### [WORK INSTRUCTION]
Write out each record exactly as it stands. No pictures belong in the copy.

### [INFORMATION SUPPLIED]

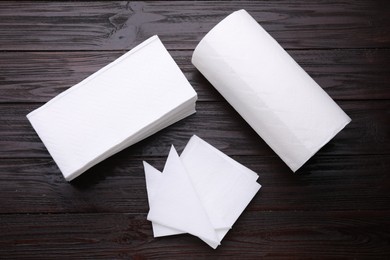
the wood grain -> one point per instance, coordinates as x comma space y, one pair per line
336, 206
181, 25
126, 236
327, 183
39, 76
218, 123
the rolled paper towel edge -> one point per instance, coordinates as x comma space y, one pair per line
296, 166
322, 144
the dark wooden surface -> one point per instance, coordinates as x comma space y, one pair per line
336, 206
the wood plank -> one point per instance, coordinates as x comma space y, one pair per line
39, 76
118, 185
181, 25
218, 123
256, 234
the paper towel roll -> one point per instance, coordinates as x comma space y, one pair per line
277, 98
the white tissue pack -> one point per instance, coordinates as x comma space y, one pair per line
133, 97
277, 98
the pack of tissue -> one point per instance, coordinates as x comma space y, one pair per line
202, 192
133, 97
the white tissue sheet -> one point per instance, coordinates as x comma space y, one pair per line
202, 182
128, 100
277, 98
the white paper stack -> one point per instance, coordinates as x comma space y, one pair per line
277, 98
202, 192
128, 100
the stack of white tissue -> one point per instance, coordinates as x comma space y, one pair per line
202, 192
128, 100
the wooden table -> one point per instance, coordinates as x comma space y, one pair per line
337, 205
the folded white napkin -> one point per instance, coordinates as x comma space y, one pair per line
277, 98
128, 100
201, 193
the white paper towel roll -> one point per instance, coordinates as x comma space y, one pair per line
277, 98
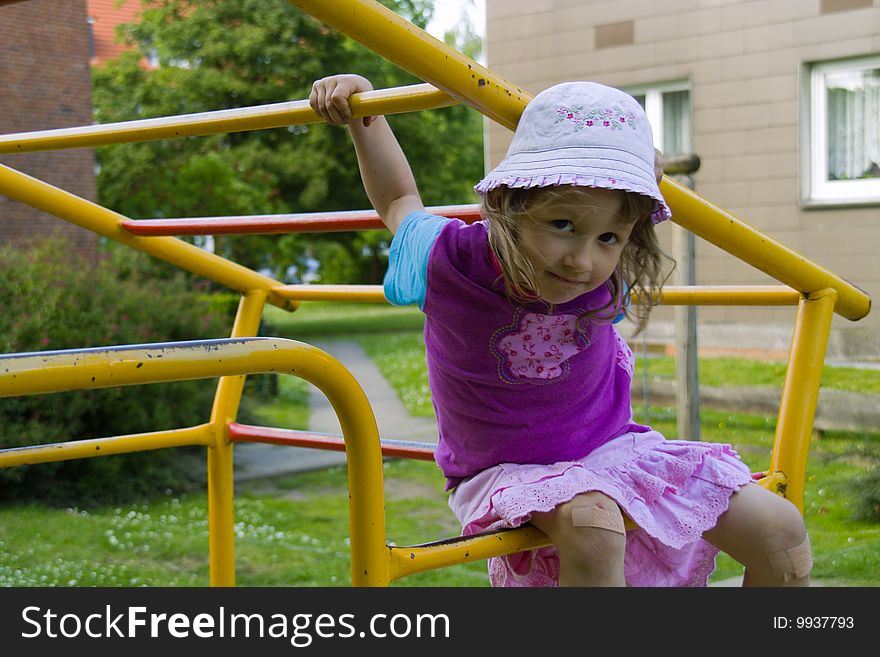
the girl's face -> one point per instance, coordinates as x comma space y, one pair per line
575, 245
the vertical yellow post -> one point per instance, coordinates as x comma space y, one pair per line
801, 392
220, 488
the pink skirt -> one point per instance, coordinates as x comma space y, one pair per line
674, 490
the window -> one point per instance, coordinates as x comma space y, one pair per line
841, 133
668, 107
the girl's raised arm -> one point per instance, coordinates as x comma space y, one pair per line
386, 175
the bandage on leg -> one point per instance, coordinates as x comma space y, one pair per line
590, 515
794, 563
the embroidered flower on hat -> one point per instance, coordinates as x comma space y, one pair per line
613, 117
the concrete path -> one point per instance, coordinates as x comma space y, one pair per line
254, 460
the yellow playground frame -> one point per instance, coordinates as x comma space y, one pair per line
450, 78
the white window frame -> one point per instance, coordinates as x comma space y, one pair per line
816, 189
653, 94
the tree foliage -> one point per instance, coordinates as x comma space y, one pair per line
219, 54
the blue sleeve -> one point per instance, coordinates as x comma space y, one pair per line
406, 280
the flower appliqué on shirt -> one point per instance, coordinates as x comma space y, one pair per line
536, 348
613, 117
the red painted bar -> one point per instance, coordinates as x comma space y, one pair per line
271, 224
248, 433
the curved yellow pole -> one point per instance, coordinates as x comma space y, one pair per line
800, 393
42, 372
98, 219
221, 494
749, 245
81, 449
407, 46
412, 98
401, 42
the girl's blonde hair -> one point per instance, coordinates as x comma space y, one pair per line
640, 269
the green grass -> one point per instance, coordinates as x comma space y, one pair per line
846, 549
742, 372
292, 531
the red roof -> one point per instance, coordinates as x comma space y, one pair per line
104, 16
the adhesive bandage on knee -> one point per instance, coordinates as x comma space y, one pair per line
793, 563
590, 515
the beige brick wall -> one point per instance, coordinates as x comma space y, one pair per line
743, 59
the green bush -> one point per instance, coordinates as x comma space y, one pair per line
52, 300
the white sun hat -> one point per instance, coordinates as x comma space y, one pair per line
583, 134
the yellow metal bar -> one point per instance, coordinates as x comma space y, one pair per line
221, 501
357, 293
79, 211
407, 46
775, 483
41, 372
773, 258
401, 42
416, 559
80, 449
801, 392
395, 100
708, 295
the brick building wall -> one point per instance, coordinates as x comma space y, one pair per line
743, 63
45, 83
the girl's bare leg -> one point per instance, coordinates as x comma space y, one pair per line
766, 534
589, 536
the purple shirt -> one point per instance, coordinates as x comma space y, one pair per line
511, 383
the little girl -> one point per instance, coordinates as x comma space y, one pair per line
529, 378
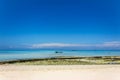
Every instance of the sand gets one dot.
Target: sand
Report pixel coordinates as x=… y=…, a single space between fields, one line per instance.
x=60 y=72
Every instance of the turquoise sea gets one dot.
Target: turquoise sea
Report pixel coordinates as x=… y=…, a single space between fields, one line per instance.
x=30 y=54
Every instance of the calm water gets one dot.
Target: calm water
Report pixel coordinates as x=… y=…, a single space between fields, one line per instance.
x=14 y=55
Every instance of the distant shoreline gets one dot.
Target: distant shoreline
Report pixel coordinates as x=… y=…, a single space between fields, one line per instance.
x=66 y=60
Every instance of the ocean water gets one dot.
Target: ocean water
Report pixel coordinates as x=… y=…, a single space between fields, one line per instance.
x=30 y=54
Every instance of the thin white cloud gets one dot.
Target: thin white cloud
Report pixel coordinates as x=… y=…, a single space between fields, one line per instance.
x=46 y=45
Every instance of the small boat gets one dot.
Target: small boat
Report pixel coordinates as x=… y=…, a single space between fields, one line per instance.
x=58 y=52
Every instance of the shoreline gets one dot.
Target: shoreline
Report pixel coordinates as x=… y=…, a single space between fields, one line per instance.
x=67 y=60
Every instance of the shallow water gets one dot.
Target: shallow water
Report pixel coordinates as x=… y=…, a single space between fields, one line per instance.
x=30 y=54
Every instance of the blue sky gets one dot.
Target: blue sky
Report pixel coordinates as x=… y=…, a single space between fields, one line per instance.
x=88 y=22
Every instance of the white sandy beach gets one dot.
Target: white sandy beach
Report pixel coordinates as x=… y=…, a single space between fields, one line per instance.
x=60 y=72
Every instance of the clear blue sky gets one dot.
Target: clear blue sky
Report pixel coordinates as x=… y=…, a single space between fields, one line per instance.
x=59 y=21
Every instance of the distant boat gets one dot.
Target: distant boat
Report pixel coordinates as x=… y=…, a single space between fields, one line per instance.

### [YOUR RESPONSE]
the wood grain -> one point per instance, coordinates as x comma space y, one pair per line
336, 206
181, 25
126, 236
327, 183
39, 76
218, 123
the rolled paper towel edge -> one point per instance, coordinates as x comma space y, one pair per line
296, 166
322, 144
the dark wooden surface -> one point per instance, coordinates as x comma space y, one pair per line
336, 206
the wood plank -> one point per instance, coordinates as x comma space y, one pair per line
39, 76
118, 185
181, 25
218, 123
256, 234
the paper towel roll -> one point per instance, coordinates as x comma space y, one pair per line
277, 98
the white tissue pack -> one point per instance, coordinates as x comma space y, one pair per line
133, 97
277, 98
the pack of tissue -> one point per instance, coordinates as x comma space y, one pair per line
202, 192
133, 97
the white tissue sheet -> one point per instance, coordinates as x comma space y, one pair per line
202, 182
128, 100
277, 98
the white paper stack -> one point per instance, coordinates as x comma space y, one pair per line
277, 98
202, 192
128, 100
the stack of white tissue -> one point per instance, coordinates as x comma space y, one pair per line
202, 192
128, 100
the wooden table -> one point per instance, coordinates as x comma space y, one pair per line
337, 205
the folded white napkin -> one point per instance, coordinates as x comma space y, one pair per line
277, 98
128, 100
201, 193
the white paper towel roll -> one point per instance, coordinates as x comma space y, one pair per line
277, 98
the girl's face -> one point per instance, coordinates as x comma space y, one pair per line
575, 245
the vertical yellow post -> one point per instance, coordinates as x comma space y, one pair per line
801, 392
220, 488
the pink skirt -> one point per instance, coordinates as x comma space y, one pair per line
674, 490
the window -> one point per instance, coordinates as x comma space y, one pair per line
841, 133
668, 107
the girl's raised arm -> one point per instance, coordinates as x comma space y, one pair per line
386, 175
the bandage on leg -> one point per instance, coordinates as x comma space y, one pair per line
590, 515
794, 563
the embroidered flower on hat -> one point per instance, coordinates as x comma space y, one pair per line
613, 117
the concrete path -> one point per instance, coordinates as x comma space y, one pair per line
254, 460
the yellow playground frame -> one point per instance, coordinates as x comma space y, one pair per line
450, 78
the white window frame -> one point per instance, coordinates as x comma space y, one pair per line
816, 189
653, 94
the tree foliage -> one point per instance, coordinates as x comma space y, one pair per line
219, 54
the blue sleeve -> one point per instance, coordinates as x comma space y, one pair per line
406, 280
the flower appliqué on shirt -> one point per instance, coordinates as x comma space y, one pair per line
536, 348
613, 117
the red painted bar -> one point per instance, coordinates as x comma space y, one pair per line
271, 224
248, 433
the curved yellow pole -> one point per instance, coordinates as x comma space y, one pair per line
800, 393
42, 372
98, 219
221, 494
749, 245
81, 449
407, 46
412, 98
401, 42
the girl's blonde hair -> one point per instance, coordinates as x comma space y, one pair per line
640, 269
the green grass -> one point per instance, coordinates as x comma space y, one pair per line
846, 549
742, 372
292, 531
the red roof -> one point per instance, coordinates as x comma space y, one pair per line
104, 16
the adhesive bandage on knee -> one point per instance, coordinates as x comma space y, one pair per line
793, 563
590, 515
the beige brick wall -> one point per instance, coordinates as x comma space y, one pair per line
743, 59
the green bush -> one point per instance, coordinates as x comma space y, one pair per line
52, 300
the white sun hat -> one point per instance, coordinates as x comma space y, one pair per line
583, 134
the yellow metal bar -> one point per instance, coordinates as x comma space y, one pair per line
221, 501
357, 293
79, 211
407, 46
775, 483
41, 372
773, 258
401, 42
416, 559
80, 449
801, 392
395, 100
708, 295
the brick building wall -> one point per instance, coordinates as x comma space y, one pair per line
743, 63
45, 83
the girl's bare leg -> one point per instance, coordinates as x comma space y, one pair per line
766, 534
589, 536
the purple shirt -> one point per instance, coordinates as x comma space y, one pair per line
511, 383
the little girl -> one point per instance, coordinates as x comma space y, one pair per line
529, 378
Every instance of the sand gets one dot.
Target: sand
Report pixel coordinates as x=… y=…, a single space between fields, one line per instance.
x=60 y=72
Every instance of the turquoise sea gets one dot.
Target: turquoise sea
Report pixel coordinates as x=… y=…, a single space between fields, one line per instance.
x=30 y=54
Every instance of the calm water gets one dot.
Target: calm water
Report pixel coordinates as x=… y=…, a single space between fields, one line per instance.
x=14 y=55
Every instance of the distant shoreline gets one dot.
Target: distant shoreline
Report pixel coordinates as x=… y=…, a single space between fields, one line per instance.
x=66 y=60
Every instance of the ocean water gets one dot.
Target: ocean water
Report pixel coordinates as x=… y=…, a single space between fields, one line per instance.
x=30 y=54
Every instance of the thin white cloud gets one dot.
Target: thin white cloud
Report pixel coordinates as x=… y=…, a single space between fields, one line per instance.
x=46 y=45
Every instance of the small boat gets one dot.
Target: small boat
Report pixel coordinates as x=… y=…, a single space between fields, one line per instance.
x=58 y=52
Every instance of the shoreline gets one dot.
Target: shoreline
Report pixel coordinates as x=… y=…, a single space between fields, one line per instance.
x=67 y=60
Every instance of the shallow water gets one dot.
Target: shallow water
Report pixel coordinates as x=… y=…, a single space between fields, one line per instance.
x=30 y=54
Every instance of the blue sky gets one dot.
Target: blue sky
Report pixel coordinates as x=… y=…, a single space between fields, one line per instance.
x=88 y=22
Every instance of the white sandy beach gets one dot.
Target: white sandy beach
Report pixel coordinates as x=… y=…, a single space between fields, one line per instance.
x=60 y=72
Every instance of the clear blue sky gets one dot.
Target: clear blue sky
Report pixel coordinates as x=… y=…, a single space between fields, one line per instance.
x=59 y=21
Every instance of the distant boat gets one dot.
Target: distant boat
Report pixel coordinates as x=… y=…, a single space between fields, one line per instance.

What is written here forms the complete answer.